The exercise: Collect each line of the entries below that contains the word "Could". Uppercase and lowercase letters count as different.

Records supplied:
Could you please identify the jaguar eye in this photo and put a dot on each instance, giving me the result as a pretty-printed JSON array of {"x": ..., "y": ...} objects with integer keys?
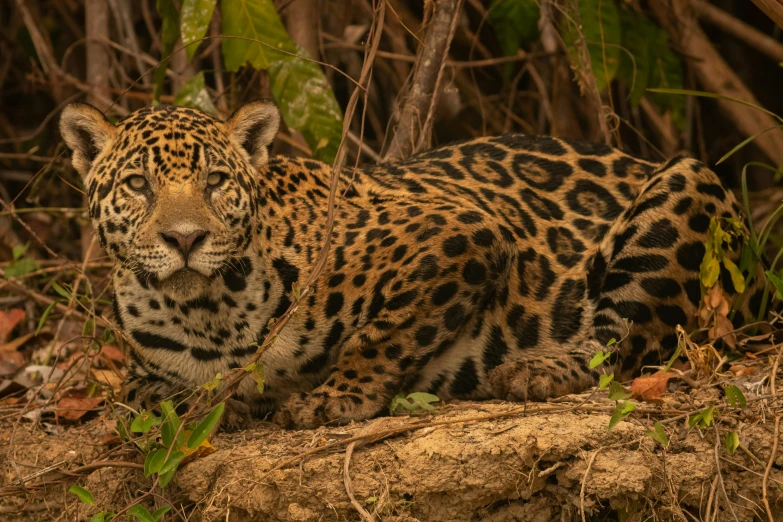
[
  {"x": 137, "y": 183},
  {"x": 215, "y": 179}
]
==
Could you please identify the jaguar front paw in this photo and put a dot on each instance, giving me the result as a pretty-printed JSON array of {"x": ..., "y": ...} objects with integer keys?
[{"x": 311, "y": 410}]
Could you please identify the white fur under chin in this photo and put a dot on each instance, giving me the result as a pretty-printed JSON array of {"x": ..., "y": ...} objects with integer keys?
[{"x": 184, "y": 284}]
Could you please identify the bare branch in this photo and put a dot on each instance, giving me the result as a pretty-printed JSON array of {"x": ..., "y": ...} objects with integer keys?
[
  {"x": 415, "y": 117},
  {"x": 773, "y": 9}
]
--
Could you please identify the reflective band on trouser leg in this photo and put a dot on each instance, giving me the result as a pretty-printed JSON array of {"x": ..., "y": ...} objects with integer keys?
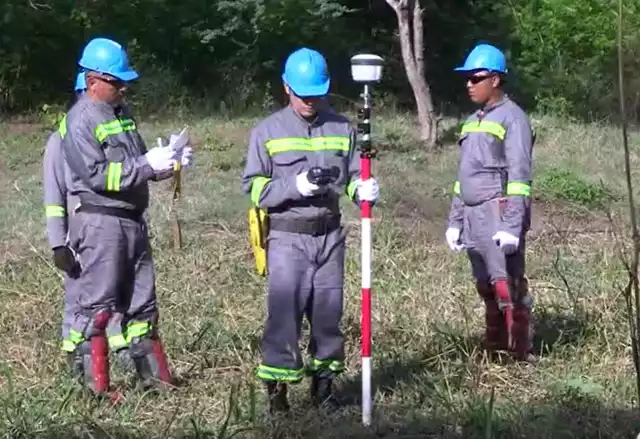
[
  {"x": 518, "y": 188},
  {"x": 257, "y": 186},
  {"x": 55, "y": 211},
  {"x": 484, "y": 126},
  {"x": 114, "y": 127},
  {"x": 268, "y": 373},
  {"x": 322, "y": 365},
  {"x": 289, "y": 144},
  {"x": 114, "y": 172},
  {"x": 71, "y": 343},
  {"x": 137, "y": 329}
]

Written solution:
Could you please identify the jaguar eye in this photo and put a dot on each instance, giving me the result as a pretty-printed JSON array of {"x": ..., "y": ...} objects with integer keys?
Could you please identify the jaguar front paw in this photo and put a dot on each instance, giving me the result as a pretty-printed JSON array of {"x": ..., "y": ...} objects with integer keys?
Could you please identify the white fur under chin in this photo and put a dot on each instance, giving me the result as a pretty-printed JSON array of {"x": ..., "y": ...} objects with integer keys?
Could you please identify the bare branch in this photo and put a dot on each instance, giving me the result as a pretty-printed JSON array of {"x": ..., "y": ...} objects with integer keys?
Could you please identify the reflective band on trouser leg in this photo and put a dot on each instance, giving me the result as a pretty-printed JSON array of {"x": ..., "y": ...} objects with integer keys?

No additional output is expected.